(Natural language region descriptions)
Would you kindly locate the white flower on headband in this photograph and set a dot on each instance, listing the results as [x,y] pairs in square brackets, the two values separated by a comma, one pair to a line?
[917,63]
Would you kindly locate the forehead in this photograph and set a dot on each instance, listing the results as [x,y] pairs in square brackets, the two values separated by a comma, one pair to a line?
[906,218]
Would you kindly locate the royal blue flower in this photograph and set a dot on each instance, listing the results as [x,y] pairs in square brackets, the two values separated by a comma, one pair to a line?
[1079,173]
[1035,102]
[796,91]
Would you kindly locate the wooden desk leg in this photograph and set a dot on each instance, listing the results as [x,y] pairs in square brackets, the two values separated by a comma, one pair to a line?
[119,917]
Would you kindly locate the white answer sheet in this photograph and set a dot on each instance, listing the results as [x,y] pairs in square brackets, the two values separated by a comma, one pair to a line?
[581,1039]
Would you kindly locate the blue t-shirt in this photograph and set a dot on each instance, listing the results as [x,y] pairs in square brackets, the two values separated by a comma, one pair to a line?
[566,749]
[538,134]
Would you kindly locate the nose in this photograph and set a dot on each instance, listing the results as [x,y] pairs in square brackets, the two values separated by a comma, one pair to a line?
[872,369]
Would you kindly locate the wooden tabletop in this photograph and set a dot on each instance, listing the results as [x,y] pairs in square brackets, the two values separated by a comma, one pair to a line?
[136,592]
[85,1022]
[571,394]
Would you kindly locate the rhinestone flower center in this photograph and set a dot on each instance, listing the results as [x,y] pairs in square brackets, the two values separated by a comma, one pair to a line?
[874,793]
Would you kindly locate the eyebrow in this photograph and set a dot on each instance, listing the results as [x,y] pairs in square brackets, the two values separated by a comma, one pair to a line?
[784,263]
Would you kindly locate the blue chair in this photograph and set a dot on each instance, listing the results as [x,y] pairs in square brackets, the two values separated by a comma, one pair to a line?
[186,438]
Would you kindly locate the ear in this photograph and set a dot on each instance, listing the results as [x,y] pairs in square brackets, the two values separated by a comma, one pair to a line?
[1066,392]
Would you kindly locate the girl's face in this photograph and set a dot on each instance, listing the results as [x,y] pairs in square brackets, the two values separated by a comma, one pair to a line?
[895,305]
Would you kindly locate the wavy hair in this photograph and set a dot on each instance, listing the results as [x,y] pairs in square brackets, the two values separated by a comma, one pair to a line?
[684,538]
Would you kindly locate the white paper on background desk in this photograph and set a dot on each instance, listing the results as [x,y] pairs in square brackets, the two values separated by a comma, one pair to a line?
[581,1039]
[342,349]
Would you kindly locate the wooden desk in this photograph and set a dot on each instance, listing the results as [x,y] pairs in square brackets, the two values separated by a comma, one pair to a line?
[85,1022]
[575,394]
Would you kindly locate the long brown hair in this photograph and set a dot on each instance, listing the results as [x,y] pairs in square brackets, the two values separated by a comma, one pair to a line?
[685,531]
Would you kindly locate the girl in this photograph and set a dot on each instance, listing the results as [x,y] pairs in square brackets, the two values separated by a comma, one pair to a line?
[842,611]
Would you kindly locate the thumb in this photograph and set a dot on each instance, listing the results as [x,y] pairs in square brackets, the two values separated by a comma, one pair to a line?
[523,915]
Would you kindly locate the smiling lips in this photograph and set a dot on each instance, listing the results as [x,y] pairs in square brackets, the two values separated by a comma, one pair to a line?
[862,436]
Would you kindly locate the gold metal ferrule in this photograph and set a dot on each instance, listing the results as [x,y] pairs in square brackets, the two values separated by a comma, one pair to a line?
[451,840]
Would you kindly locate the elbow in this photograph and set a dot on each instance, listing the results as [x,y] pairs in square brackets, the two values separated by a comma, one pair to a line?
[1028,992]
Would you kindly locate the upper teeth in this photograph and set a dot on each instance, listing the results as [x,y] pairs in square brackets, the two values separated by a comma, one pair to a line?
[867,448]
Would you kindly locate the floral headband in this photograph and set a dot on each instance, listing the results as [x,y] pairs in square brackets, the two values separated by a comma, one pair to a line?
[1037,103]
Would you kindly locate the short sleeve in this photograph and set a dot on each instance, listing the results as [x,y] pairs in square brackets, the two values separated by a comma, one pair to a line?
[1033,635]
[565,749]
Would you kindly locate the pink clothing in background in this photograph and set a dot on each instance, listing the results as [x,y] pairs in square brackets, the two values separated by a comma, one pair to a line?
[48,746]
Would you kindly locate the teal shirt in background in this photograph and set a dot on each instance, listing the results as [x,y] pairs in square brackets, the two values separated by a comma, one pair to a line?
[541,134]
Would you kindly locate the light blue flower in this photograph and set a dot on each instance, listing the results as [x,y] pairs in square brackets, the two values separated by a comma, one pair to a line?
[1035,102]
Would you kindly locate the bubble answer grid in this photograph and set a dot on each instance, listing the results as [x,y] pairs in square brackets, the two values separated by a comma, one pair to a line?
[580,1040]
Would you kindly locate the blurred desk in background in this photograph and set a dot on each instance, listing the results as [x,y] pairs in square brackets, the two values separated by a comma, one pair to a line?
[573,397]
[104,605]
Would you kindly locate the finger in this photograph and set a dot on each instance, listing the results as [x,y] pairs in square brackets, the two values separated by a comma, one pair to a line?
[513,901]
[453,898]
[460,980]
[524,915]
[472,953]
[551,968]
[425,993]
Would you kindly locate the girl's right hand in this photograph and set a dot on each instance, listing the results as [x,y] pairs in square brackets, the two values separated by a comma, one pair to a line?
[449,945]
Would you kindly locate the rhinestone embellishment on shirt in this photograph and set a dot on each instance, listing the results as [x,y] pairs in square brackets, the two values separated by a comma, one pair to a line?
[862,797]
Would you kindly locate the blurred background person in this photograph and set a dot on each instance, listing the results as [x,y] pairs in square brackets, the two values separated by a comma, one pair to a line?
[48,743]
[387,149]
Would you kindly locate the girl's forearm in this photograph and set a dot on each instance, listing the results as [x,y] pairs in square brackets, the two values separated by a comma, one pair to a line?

• **TASK TO COMPLETE**
The only acceptable answer is the full set of entries, repeated exactly.

• **ANSWER**
Would you kindly locate the white flower on headband in this photograph and set a dot on each instance, listing the results as [x,y] pairs in square brackets, the two values separated by a comma, one pair to a line?
[917,63]
Would you kindly locate the forehead in this photograph and set a dot on each instance, listing the results as [x,y] pairs in square brackets, the two values separated by a comma, one pair to a line?
[906,218]
Would you kindly locate the royal blue flower in this photograph and set a dot on each instance, listing the results as [x,y] pairs in square brackets, the two values separated by a comma, one pair to a line?
[1079,173]
[1035,102]
[796,91]
Would you kindly locate the wooden desk leg in this photograph and set a dot on each instance, listing the results as [x,y] pairs in square brackets, the two values separated by a comma, one pair to a line?
[119,917]
Would you kindly locate the white answer sheet in this photograph and set a dot on each instance, listing the results as [x,y] pairs in square brackets, the two values separated by a comma, one pair to a line?
[581,1039]
Would you kindly locate the blue t-shirt in this photograph and set a dot on each instance, listing the results as [x,y] pairs in square brackets, the two values separated by a comma, one pair to a line?
[566,749]
[538,134]
Would you kindly locate the nose in this photograph and set a dot on each instance, listing the results as [x,y] pairs in square brackets, the two values separated by a comma, one pair to a line?
[872,369]
Would you kindly locate the wooden tabletop in this photograph and set a dot on each instance, listing the results as [x,y] pairs in square brackets, the two values separated by a comma, one pair to a line?
[136,592]
[85,1022]
[571,394]
Would you kindly locate the rhinestone flower center in this photograph and set a dot on each instance, listing the results as [x,y] pairs in square brackets, the two values separated by a comma, one pair to a line?
[874,793]
Would you kindly locate the eyebrow in this photograph and set a dot on each instance, listing the results as [x,y] pairs in square brackets, the two values separated by a comma, one pair to a line?
[784,263]
Would you kindly locate the blue chair in this photograph and set a dot on each instance, listing the results as [x,y] pairs in square brackets, the two values separated by a comma, one pair to a line?
[186,438]
Would you kindly locate the ear in this photograph and set a dot on each instance, listing the results as [x,y] pairs in square brackets, the two values separated by a comma, one pair to a line?
[1066,392]
Would you kindly locate the girl's face in this photograph and set a dot on each instance, listing the results as [x,y] pairs in square brackets, the two values separated by a comma, one pair to a line?
[895,305]
Would you kindly locate the wavy hair in this photograph and set a dot on each instance, listing the results as [x,y] pairs in square brackets, the two values separated by a comma, one pair to a line?
[684,538]
Would you kindly locate the white paper on background desk in this photograph and set a dot on each instance, listing the results as [x,y] pairs in square brackets, the two values separated by a comma, one pair to a line?
[581,1039]
[342,349]
Would you kindly locate the wooden desk in this photograph and set a dot on each instance, listing the results as [x,y] pairs in square brackets, the two values separated by a comma, one pair to a line?
[85,1022]
[575,394]
Would you kindly locate the long brown hair in this photograph and set a dot on each instance, listing the results as [x,y] pairs in square brackets, the two values separated by a comma, one pair to a line?
[685,531]
Would you kindly locate the girl in this photograph and set a dot on each instance, listing the results as [x,y] pairs in square brackets, the two values separated by a comma, one pair to a line?
[842,611]
Would you kindly locate the thumb in this photograph and set a dot on each instance, listing the results as [x,y] pairs in square brackets, the two values separated by a comma, one pair to a line?
[523,915]
Would you kindly locate the smiling lips in this photograph and set a dot on each instance, listing the results as [x,y] pairs in square brackets, the two values separated by a comma, one pair to a line?
[862,436]
Would you kindly locate the gold metal ferrule in this photograph and set a dot on each instance, listing the results as [x,y] pairs in square brackets, the two values separated by a comma, one pair to a line?
[451,840]
Would you kindly locate the elbow in this photograph and set a dot on each instance, listing the results as [x,y] pairs in square brackets, the two values separated by a comma, one pair to a line?
[1028,992]
Would you kindly locate the upper teeth in this photograph and set a dot on each instance, listing the results as [x,y] pairs in square brackets, the two values separated by a comma, one pair to a line?
[867,448]
Would you kindly locate the floral headband in this photograph and set a dot on each instance, listing the results as [x,y] pairs in square brackets, the two values separated by a comma, one pair to a line?
[1037,103]
Would you kindly locate the short sleeve in this photograph and set a dot on each instance, listing the results as [x,y] pairs in square brackets, the two values separated by a comma, one pair to a line?
[1033,635]
[565,749]
Would you kindly locate the pink clothing in background in this photograph and set a dot on each instance, listing the results as [x,y] pairs in square brackets, the two values separated by a comma, one pair to a line?
[48,746]
Would you kindly locate the teal shirt in background in this photograph and set a dot on each instance, listing the results as [x,y] pairs in square brackets, the two values separated by a comma, one pair to a line?
[541,134]
Would you kindly locate the light blue flower in this photograph and set a dot on each instance, listing the results as [x,y] pairs in square brackets, the two values separated by a comma, one pair to a line?
[1035,102]
Would you kindly locate the bubble answer grid in this photograph and set a dot on each instance, listing the results as [x,y] pairs in square brackets, the two values separated by a comma, one pair to a line?
[580,1040]
Would you kindly locate the blurred desk in background in this photograph and set a dot on each instance, listing the results as [x,y] pairs in square brackets, the two values separated by a comma, one pair to a line?
[573,397]
[104,605]
Would you kindly locate the finger in this photograph and set a dot on each instance, listing the results as [x,y] pairs in square brackets, the two values separated by a comma, one pair to a line?
[513,901]
[453,898]
[460,980]
[524,915]
[472,953]
[551,968]
[425,993]
Would you kindly locate the girl's right hand in this photograph and set a dot on each instance, listing the results as [x,y] pairs in square brackets, the two values separated by a comma, one pair to a line?
[449,945]
Would you kindly locate the rhinestone embellishment on shirt in this photograph and set a dot on each instance, listing the results as [x,y] pairs in square brackets, the two values separated by a comma, one pair to a line?
[862,797]
Would you kindly locate the blurred background person in this photograph and set a dot on each instance, listing the results as [x,y] pairs in square brackets, the two values separated by a comma, one pair to a line?
[48,743]
[387,149]
Would you kindly locate the girl's forearm in this photograph and set a dot on each instance, listing the results as [x,y] pairs in square brackets, the two values separated by a comma, one pair to a line?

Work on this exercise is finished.